▼▼▼

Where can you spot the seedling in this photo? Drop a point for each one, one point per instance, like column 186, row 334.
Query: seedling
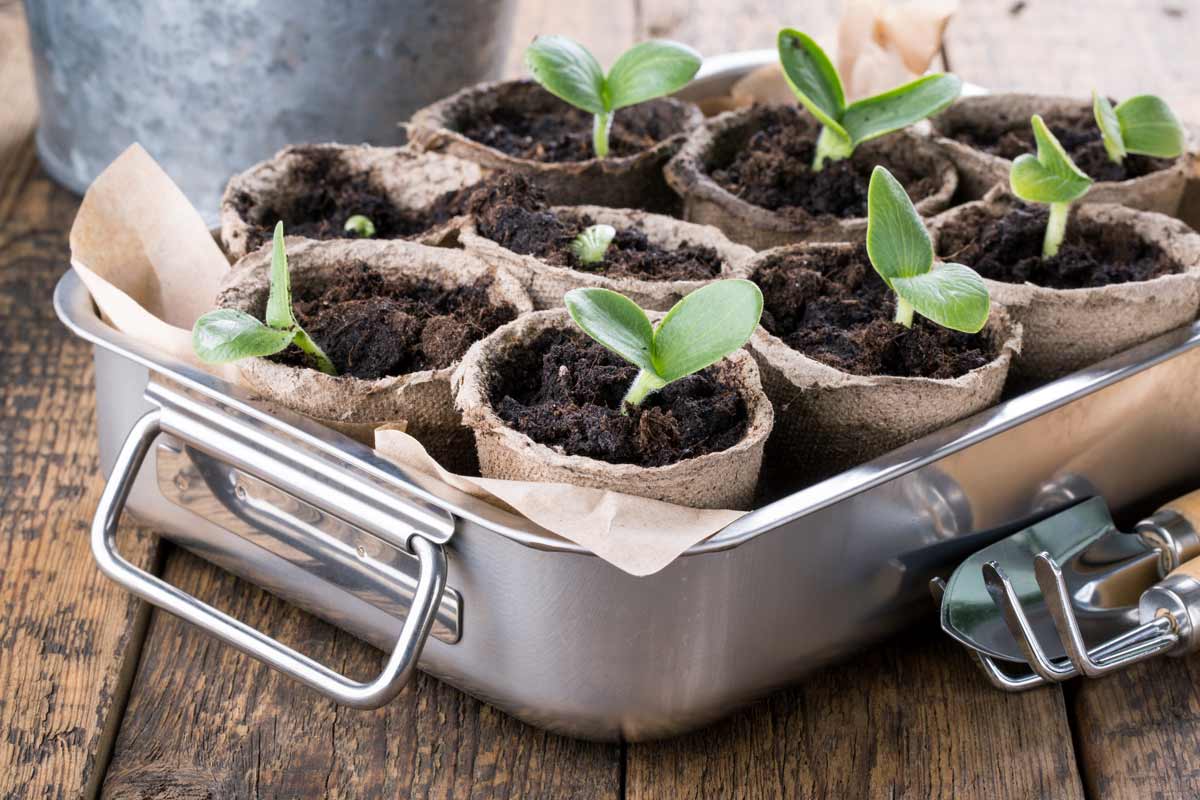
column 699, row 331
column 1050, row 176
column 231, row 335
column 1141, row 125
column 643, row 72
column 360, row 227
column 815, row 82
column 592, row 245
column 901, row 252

▲▲▲
▼▼▼

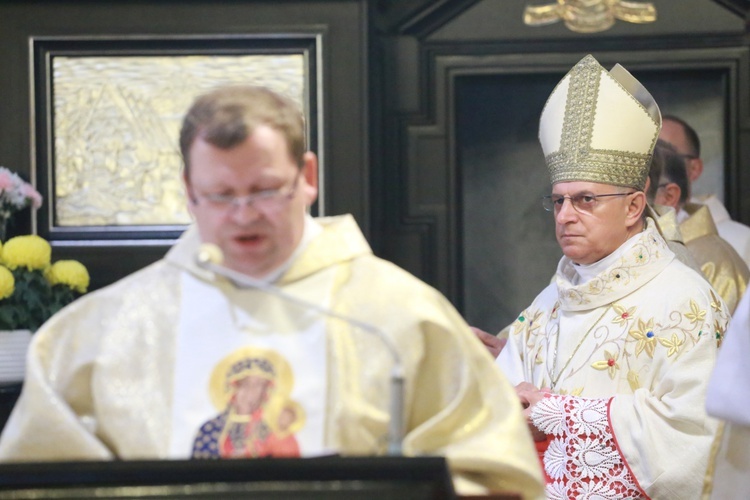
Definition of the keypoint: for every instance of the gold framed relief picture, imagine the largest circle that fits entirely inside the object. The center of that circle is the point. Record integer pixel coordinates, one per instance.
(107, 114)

▲▲▲

▶ **EXERCISE DIRECTIONS**:
Please identify every line in the records above that contains the word "column" and copy each of those lines in full.

▶ **FULL SOLUTION**:
Where can you spot the seedling in this photo? Drop a point for each one, one point per instance, like column 186, row 334.
column 699, row 331
column 1050, row 176
column 231, row 335
column 1141, row 125
column 643, row 72
column 360, row 227
column 815, row 82
column 592, row 245
column 901, row 252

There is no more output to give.